Re: Query and storage from Graham Klyne on 2002-05-23 (www-rdf-interest@w3.org from May 2002)

From: Graham Klyne <GK@NineByNine.org>
Date: Thu, 23 May 2002 18:58:05 +0100
To: Dave Reynolds <der@hplb.hpl.hp.com>
Cc: "Seaborne, Andy" <Andy_Seaborne@hplb.hpl.hp.com>, www-rdf-interest@w3.org
Message-Id: <5.1.0.14.2.20020523184908.03c00750@joy.songbird.com>

Dave,

That looks comparable to my queries.  I haven't even thought about 
constraints, though I wouldn't expect it to be a problem.  I assume your 
query examples can extend to longer paths in the graph; e.g.

   ?document notdc:author [] foaf:mbox <mailto:joe.bloggs@example.org> .

which would break down to something like:

   ?document notdc:author ?x .
   ?x foaf:mbox <mailto:joe.bloggs@example.org> .

I particularly wanted variable bindings for my application, which was to 
generate HTML and XML documentation from an RDF graph.  Given a subgraph 
result, I'd still have to query it to extract the required information!

My variable binding uses a backtracking matching process that I imagine is 
similar to what you might find in a Prolog implementation.  (A student who 
was working for me a year or so ago did something similar as part of an 
experimental RDF-driven expert system shell.)

I'm encouraged by your performance comments.

[Later, having seen Andy's other message]

Thinking about it, inlining a constraint expression in the way Andy 
suggests would be a doddle in my implementation -- it would work by forcing 
a backtracking if not met.  I could probably add this with about 10 lines 
of code (for some simple constraint like integer comparison).  (Although my 
query processor is written in Python, using Jython I can run it against a 
Jena RDB model.)

I can't remember if I allow variables for properties, but I don't think it 
would be difficult to add if I don't already.  It wasn't part of my 
application requirements.

And getting rid of intermediate variables... I don't do it at the moment, 
but it could be done.  Though that does raise an interesting problem:  if 
an intermediate variable is omitted, should the different matches in that 
position generate different result sets corresponding to different matches 
at that node, even if the other variables are the same?   Of course... if 
you generate a graph union of result sets, that's not an issue for you.

Data items
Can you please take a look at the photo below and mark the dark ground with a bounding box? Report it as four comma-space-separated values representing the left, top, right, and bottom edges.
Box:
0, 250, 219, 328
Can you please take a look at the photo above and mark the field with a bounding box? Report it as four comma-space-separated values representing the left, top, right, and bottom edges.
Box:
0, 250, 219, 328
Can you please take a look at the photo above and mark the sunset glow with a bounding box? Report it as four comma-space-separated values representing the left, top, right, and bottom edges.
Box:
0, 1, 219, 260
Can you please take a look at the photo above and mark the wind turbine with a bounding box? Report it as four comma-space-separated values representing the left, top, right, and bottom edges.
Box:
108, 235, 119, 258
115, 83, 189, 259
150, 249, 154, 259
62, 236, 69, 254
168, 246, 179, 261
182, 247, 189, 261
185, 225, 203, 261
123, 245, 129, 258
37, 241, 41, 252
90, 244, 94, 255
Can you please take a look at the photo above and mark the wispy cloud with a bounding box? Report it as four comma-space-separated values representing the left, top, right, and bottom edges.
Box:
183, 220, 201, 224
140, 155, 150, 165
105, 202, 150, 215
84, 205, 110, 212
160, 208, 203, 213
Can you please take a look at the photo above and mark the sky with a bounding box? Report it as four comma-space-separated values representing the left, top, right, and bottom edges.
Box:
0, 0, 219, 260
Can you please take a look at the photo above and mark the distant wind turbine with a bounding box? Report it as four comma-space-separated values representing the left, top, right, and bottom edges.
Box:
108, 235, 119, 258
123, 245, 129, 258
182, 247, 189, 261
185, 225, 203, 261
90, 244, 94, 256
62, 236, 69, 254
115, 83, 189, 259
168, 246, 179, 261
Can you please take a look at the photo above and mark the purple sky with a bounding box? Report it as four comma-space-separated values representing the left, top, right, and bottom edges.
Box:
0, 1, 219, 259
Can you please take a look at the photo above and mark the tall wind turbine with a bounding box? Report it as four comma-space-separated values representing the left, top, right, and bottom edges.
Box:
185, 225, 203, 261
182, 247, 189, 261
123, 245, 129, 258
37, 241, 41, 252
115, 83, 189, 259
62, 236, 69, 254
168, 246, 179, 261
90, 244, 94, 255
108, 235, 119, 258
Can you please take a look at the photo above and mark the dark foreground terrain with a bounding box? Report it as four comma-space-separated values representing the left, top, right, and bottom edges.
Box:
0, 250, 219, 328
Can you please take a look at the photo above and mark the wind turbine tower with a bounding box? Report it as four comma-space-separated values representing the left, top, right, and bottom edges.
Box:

■ WHAT IS REQUIRED:
Continue the email about RDF query and storage from the point where it ends, keeping the same writer's voice.

■ FINAL ANSWER:
#g
--

At 06:00 PM 5/23/02 +0100, Dave Reynolds wrote:
> > Rather, I was thinking about the efficiency of higher-level query
> > constructs;  my own implementation is modelled on the idea of matching
> > tree-shaped query subgraphs against an arbitrary RDF graph.  My intuition
> > here is that this should permit more efficient handling of the
> > query.
>
>Interesting. That is exactly what we do in the query-by-example system that we
>use in our personal info man work. Exploiting the restriction to tree 
>structured
>queries does seem to give us good performance. We use this for extracting
>subgraphs (union of all places the tree matches) rather that sets of variable
>bindings.
>
>To refer to the example in Andy's other recent message:
>
> > (?x, <person:firstName>, "John")
> >  (?x, <person:lastName>, "Doe")
> >  (?x, <person:age>, ?age) [ ?age > 50 ]
> >  (?x, <person:spouse>, <person:firstName>, "Jane")
> >  (?x, <<person:*>>, ?z)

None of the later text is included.